= Directions =
Reproduce the whole passage below about Nuuk and a 1,000 ppm world, word for word.

= Text extract =
The capital and largest city in Greenland is Nuuk, with 17,000 people, gourmet restaurants, a variety of cultural centers and museums, and famously strong coffee. All of that is overshadowed by the magnificent Sermitsiaq mountains and breaching humpback whales. Warmer weather and more vegetables will surely only enhance Nuuk’s already booming foody scene. The tourism website, ATasteofGreenland.com, is already looking ahead. “Because of climate change the world’s largest island has become even greener,” it states. Just remember to do as the native Inuits do, not as the vanquished Vikings did. Sustainable farming and fishing, yes; perpetual walrus ivory hunting, no.

Egvekinot, Siberia

Of course, we will want to eat well in a 1,000 ppm world. But as the atmosphere approaches that level of carbon dioxide, the IPCC states, the climate will “pose large risks to food security globally.” Well, let’s not beat around the bush. “This would not be a pretty world!” says Werner Kurz, a senior research scientist with Canada’s Pacific Forestry Centre and a lead IPCC author. “1,000 ppm would be a very extreme outcome with catastrophic consequences for permafrost, forest fires, widespread tree mortality — providing more feedback to climate change — and sea level rise that would be ongoing for centuries.”

= Provided information =
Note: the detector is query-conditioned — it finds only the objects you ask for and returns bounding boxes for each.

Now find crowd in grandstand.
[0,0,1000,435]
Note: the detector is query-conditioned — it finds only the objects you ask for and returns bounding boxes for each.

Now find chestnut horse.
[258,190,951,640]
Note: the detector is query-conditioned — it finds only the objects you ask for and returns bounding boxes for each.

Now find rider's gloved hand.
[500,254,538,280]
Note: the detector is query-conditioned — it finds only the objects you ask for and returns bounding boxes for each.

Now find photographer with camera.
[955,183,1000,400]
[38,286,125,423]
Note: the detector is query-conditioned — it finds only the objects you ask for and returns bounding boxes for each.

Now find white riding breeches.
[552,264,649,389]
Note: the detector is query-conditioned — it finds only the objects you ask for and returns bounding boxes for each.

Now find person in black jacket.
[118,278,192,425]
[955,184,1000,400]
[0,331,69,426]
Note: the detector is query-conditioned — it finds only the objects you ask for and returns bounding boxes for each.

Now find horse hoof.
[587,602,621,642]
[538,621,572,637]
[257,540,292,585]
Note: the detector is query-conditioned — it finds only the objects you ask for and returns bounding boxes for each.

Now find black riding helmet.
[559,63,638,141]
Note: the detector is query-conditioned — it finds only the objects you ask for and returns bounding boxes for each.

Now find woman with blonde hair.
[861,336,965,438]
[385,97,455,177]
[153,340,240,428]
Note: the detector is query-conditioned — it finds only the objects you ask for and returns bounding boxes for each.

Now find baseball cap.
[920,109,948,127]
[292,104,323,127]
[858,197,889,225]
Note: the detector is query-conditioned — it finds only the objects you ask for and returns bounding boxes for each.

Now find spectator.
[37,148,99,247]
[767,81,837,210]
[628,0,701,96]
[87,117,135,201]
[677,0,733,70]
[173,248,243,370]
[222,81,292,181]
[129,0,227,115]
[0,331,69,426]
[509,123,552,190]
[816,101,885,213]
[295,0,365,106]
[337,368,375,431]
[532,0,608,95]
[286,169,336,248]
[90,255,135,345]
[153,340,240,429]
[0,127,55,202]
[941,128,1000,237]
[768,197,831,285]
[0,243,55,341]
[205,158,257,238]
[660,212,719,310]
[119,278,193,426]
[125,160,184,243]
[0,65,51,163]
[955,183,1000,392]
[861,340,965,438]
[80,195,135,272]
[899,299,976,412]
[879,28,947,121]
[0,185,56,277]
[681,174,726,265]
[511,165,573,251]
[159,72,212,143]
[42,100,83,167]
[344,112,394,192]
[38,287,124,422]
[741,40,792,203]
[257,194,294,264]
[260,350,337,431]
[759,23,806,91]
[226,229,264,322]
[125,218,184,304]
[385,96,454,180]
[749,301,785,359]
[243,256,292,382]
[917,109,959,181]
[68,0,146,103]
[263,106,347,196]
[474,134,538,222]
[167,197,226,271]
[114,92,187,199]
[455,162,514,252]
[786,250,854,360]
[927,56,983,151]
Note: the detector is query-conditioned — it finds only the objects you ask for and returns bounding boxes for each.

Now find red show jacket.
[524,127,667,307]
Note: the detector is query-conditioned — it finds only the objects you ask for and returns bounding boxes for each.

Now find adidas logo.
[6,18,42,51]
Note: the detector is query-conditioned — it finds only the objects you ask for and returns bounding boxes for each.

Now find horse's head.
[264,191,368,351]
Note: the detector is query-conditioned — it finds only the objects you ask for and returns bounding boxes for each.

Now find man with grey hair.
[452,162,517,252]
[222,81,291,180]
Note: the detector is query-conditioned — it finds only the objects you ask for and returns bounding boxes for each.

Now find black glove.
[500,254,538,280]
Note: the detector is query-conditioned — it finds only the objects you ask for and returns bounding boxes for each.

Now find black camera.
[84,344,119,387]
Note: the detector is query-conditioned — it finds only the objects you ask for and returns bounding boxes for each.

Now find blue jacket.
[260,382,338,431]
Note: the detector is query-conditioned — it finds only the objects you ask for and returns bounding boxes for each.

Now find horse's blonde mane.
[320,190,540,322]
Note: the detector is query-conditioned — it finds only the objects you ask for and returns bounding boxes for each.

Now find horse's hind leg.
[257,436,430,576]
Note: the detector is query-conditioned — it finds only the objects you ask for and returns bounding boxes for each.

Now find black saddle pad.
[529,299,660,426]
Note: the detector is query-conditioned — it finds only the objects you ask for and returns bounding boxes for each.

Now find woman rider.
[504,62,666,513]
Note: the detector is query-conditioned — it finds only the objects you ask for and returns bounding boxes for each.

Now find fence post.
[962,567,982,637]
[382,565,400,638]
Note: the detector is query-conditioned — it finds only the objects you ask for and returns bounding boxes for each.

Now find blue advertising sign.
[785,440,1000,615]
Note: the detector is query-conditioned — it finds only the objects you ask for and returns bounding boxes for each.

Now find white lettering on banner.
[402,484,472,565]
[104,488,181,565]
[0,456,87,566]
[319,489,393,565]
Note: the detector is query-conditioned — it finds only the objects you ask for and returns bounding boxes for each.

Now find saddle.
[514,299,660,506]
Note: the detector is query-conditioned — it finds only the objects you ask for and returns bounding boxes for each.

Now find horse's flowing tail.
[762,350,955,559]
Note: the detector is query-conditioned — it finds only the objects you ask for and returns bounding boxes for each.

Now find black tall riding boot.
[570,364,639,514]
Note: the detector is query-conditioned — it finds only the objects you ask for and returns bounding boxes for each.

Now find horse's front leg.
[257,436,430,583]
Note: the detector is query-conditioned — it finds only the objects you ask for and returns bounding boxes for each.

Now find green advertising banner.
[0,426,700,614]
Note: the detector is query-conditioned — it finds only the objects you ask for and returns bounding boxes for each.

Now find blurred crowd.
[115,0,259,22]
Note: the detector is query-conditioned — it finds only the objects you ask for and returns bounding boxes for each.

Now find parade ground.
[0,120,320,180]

= Answer for this exercise =
The capital and largest city in Greenland is Nuuk, with 17,000 people, gourmet restaurants, a variety of cultural centers and museums, and famously strong coffee. All of that is overshadowed by the magnificent Sermitsiaq mountains and breaching humpback whales. Warmer weather and more vegetables will surely only enhance Nuuk’s already booming foody scene. The tourism website, ATasteofGreenland.com, is already looking ahead. “Because of climate change the world’s largest island has become even greener,” it states. Just remember to do as the native Inuits do, not as the vanquished Vikings did. Sustainable farming and fishing, yes; perpetual walrus ivory hunting, no.

Egvekinot, Siberia

Of course, we will want to eat well in a 1,000 ppm world. But as the atmosphere approaches that level of carbon dioxide, the IPCC states, the climate will “pose large risks to food security globally.” Well, let’s not beat around the bush. “This would not be a pretty world!” says Werner Kurz, a senior research scientist with Canada’s Pacific Forestry Centre and a lead IPCC author. “1,000 ppm would be a very extreme outcome with catastrophic consequences for permafrost, forest fires, widespread tree mortality — providing more feedback to climate change — and sea level rise that would be ongoing for centuries.”